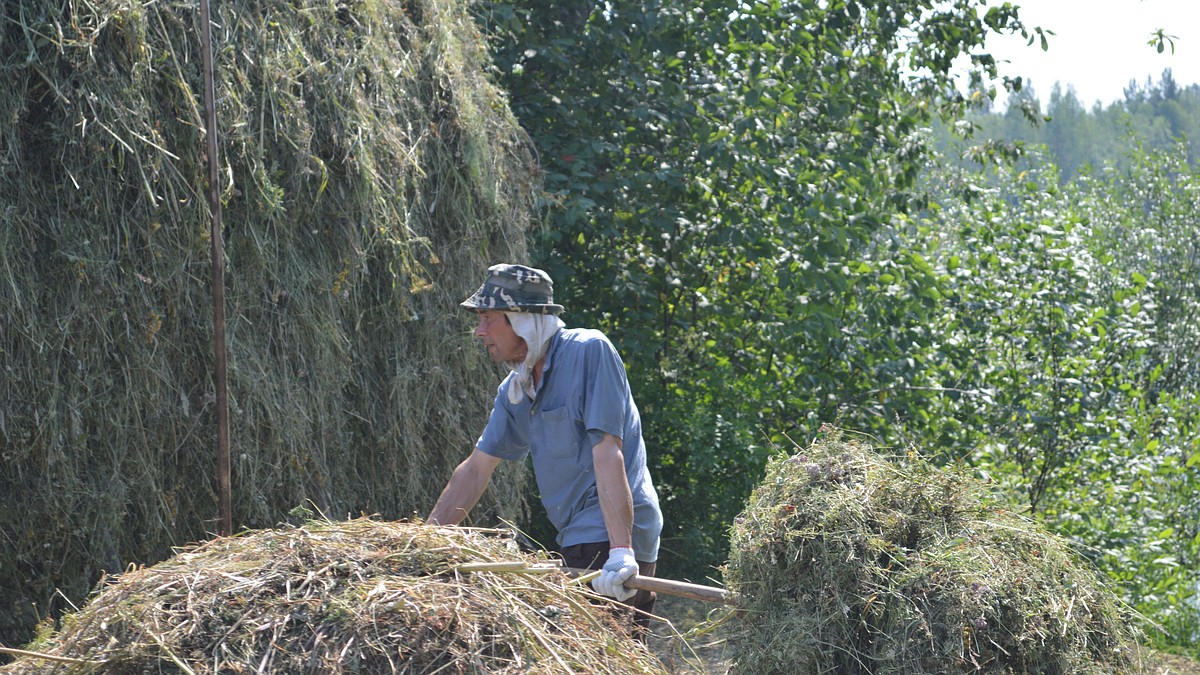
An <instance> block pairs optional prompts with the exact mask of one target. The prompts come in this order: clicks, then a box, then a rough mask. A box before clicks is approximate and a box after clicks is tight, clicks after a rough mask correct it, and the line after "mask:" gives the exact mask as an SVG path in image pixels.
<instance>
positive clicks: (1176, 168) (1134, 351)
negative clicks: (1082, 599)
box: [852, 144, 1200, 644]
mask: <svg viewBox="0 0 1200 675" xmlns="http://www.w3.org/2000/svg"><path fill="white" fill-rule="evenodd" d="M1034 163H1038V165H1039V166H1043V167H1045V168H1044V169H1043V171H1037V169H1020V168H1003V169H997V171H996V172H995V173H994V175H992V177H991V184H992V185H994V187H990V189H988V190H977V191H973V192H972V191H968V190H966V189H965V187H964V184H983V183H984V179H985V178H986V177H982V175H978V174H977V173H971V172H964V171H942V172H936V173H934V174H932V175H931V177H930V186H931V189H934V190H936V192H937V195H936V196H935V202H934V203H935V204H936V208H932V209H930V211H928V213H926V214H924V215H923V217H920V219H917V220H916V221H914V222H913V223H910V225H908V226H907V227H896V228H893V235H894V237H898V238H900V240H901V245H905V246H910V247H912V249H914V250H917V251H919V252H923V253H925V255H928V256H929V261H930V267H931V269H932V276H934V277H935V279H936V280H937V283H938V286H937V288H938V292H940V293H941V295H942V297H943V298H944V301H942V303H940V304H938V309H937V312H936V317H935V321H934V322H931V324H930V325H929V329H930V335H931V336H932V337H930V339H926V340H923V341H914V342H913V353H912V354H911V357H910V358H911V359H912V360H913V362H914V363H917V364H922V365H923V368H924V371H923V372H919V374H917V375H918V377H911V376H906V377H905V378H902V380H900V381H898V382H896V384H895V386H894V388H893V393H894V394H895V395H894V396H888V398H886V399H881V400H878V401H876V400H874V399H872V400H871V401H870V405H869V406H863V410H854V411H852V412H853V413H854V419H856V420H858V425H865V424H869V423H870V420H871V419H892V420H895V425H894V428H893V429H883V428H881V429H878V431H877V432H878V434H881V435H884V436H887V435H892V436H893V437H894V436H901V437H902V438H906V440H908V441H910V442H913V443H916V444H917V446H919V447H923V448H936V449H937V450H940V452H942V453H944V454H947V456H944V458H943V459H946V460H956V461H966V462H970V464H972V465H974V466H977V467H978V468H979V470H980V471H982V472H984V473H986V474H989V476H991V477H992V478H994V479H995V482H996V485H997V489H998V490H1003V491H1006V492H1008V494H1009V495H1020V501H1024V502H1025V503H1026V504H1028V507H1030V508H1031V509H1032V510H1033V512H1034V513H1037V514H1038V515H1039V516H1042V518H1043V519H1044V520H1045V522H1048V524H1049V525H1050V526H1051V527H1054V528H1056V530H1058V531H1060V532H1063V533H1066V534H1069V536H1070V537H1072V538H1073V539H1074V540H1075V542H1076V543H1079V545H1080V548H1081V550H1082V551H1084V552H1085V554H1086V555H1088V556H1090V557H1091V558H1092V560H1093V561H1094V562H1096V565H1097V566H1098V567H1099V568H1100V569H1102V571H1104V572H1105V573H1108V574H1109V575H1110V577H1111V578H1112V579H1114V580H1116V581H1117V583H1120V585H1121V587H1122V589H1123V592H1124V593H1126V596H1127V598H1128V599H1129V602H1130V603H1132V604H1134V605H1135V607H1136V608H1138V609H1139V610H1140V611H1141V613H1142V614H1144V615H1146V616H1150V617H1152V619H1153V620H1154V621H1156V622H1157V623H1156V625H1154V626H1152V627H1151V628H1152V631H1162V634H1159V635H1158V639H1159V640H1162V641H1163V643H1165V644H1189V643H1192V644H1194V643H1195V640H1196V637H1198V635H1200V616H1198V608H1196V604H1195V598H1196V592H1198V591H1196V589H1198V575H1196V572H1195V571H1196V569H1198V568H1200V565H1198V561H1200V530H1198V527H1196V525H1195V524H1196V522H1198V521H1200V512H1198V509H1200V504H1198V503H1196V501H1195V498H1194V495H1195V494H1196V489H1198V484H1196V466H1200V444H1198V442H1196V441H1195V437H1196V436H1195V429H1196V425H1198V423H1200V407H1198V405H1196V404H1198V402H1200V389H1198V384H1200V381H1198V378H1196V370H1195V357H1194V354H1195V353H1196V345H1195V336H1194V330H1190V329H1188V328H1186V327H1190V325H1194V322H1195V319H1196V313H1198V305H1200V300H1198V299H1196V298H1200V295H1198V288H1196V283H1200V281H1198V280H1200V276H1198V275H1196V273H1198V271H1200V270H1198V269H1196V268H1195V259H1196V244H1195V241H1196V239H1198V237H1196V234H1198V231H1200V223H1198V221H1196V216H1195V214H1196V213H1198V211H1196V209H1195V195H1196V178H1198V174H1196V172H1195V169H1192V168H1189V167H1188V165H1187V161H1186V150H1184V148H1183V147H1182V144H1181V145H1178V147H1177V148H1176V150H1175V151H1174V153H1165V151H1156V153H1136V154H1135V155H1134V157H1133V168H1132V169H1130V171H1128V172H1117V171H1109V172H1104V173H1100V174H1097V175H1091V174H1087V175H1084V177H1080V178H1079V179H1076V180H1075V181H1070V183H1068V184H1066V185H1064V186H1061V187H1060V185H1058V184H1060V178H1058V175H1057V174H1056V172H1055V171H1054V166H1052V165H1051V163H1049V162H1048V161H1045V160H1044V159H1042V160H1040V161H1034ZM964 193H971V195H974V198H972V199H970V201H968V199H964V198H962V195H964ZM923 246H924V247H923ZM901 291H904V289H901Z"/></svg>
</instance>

^^^^

● Work instructions: Copy the entries exactly. Leave out the images.

● Expected output:
An <instance> block pairs optional prompts with the exact mask of one target. The prompts come in this order: clicks, then a box, then a rough mask. A box before clicks is approximate and a box after clicks is tight, clicks after a rough mask correct it, and the line after "mask:" gives the exact mask as an SVG path in image pixels.
<instance>
positive clicks: (1176, 168) (1134, 351)
negative clicks: (1082, 599)
box: [852, 144, 1200, 644]
mask: <svg viewBox="0 0 1200 675" xmlns="http://www.w3.org/2000/svg"><path fill="white" fill-rule="evenodd" d="M1034 163H1038V165H1039V166H1043V167H1045V168H1044V169H1043V171H1037V169H1020V168H1003V169H997V171H996V172H995V173H994V175H992V177H991V184H992V185H994V187H990V189H988V190H977V191H973V192H972V191H968V190H966V189H965V187H964V184H983V183H984V179H985V178H986V177H982V175H978V174H977V173H971V172H964V171H942V172H936V173H934V174H932V175H931V177H930V186H931V189H934V190H936V192H937V195H936V196H935V202H934V203H935V204H936V208H932V209H930V211H928V213H926V214H924V215H923V217H920V219H917V220H916V221H914V222H913V223H910V225H908V226H907V227H896V228H893V235H894V237H898V238H900V240H901V245H905V246H910V247H912V249H914V250H917V251H919V252H923V253H925V255H928V256H929V261H930V267H931V269H932V276H934V277H935V279H936V280H937V283H938V286H937V288H938V292H940V293H941V295H942V297H943V298H944V301H942V303H940V304H938V309H937V312H936V317H935V321H934V322H931V324H930V325H929V329H930V335H931V336H932V337H930V339H926V340H923V341H914V342H913V353H912V354H911V357H910V358H911V359H912V360H913V362H914V363H917V364H922V365H923V368H924V371H923V372H919V374H917V375H918V377H911V376H906V377H905V378H902V380H900V381H898V382H896V384H895V386H894V388H893V393H894V394H895V395H894V396H888V398H886V399H881V400H878V401H876V400H874V399H872V400H871V401H870V405H869V406H863V410H854V411H852V412H853V413H854V419H856V420H858V425H865V424H869V423H870V420H871V419H892V420H895V425H894V428H893V429H883V428H881V429H878V431H877V432H878V434H881V435H884V436H887V435H892V436H893V437H894V436H901V437H902V438H906V440H908V441H910V442H913V443H916V444H917V446H919V447H923V448H936V449H937V450H940V452H942V453H944V454H947V456H944V458H943V459H946V460H956V461H966V462H970V464H972V465H974V466H977V467H978V468H979V470H980V471H982V472H984V473H986V474H989V476H991V477H992V478H994V479H995V482H996V485H997V489H998V490H1003V491H1006V492H1008V494H1009V495H1020V501H1024V502H1025V503H1026V504H1028V507H1030V508H1031V509H1032V510H1033V512H1034V513H1037V514H1038V515H1039V516H1042V518H1043V519H1044V520H1045V522H1048V524H1049V525H1050V526H1051V527H1054V528H1056V530H1058V531H1060V532H1063V533H1066V534H1069V536H1070V537H1072V538H1073V539H1074V540H1075V542H1076V543H1079V545H1080V548H1081V550H1082V551H1084V552H1085V554H1086V555H1088V556H1090V557H1091V558H1092V560H1093V561H1094V562H1096V565H1097V566H1098V567H1099V568H1100V569H1102V571H1104V572H1105V573H1108V574H1109V575H1110V577H1111V578H1112V579H1114V580H1116V581H1117V583H1120V585H1121V587H1122V589H1123V592H1124V593H1126V596H1127V598H1128V599H1129V602H1130V603H1132V604H1134V605H1135V607H1136V608H1138V609H1139V610H1140V611H1141V613H1142V614H1144V615H1146V616H1150V617H1152V619H1153V620H1154V621H1156V622H1157V623H1156V625H1154V626H1152V627H1151V628H1152V631H1162V634H1159V635H1158V639H1159V640H1162V641H1163V643H1165V644H1189V643H1192V644H1194V643H1195V640H1196V637H1198V635H1200V616H1198V608H1196V604H1195V598H1196V592H1198V591H1196V589H1198V575H1196V572H1195V571H1196V569H1198V568H1200V565H1198V561H1200V530H1198V527H1196V525H1195V524H1196V522H1198V521H1200V512H1198V509H1200V504H1198V503H1196V501H1195V498H1194V495H1195V494H1196V489H1198V484H1196V466H1200V444H1198V442H1196V441H1195V437H1196V436H1195V429H1196V425H1198V423H1200V407H1198V405H1196V404H1198V402H1200V389H1198V384H1200V381H1198V378H1196V370H1195V357H1194V354H1195V353H1196V345H1195V336H1194V330H1190V329H1188V328H1186V327H1190V325H1194V322H1195V319H1196V313H1198V305H1200V300H1198V299H1196V298H1200V295H1198V288H1196V283H1200V281H1198V280H1200V276H1198V275H1196V273H1198V271H1200V270H1198V269H1196V268H1195V259H1196V244H1195V241H1196V239H1198V237H1196V234H1198V231H1200V223H1198V221H1196V216H1195V214H1196V213H1198V211H1196V209H1195V195H1196V178H1198V174H1196V172H1195V169H1192V168H1189V167H1188V165H1187V161H1186V150H1184V148H1183V147H1182V144H1181V145H1178V147H1177V148H1176V150H1175V151H1174V153H1165V151H1156V153H1136V154H1135V155H1134V157H1133V168H1132V169H1130V171H1128V172H1117V171H1109V172H1104V173H1100V174H1097V175H1091V174H1087V175H1084V177H1080V178H1079V179H1076V180H1075V181H1070V183H1068V184H1066V185H1064V186H1061V187H1060V185H1058V184H1060V178H1058V175H1057V174H1056V172H1055V171H1054V166H1052V165H1051V163H1049V162H1048V161H1045V160H1044V159H1042V160H1040V161H1034ZM964 193H971V195H974V198H972V199H970V201H968V199H964V198H962V195H964ZM923 246H924V247H923ZM901 291H904V289H901Z"/></svg>
</instance>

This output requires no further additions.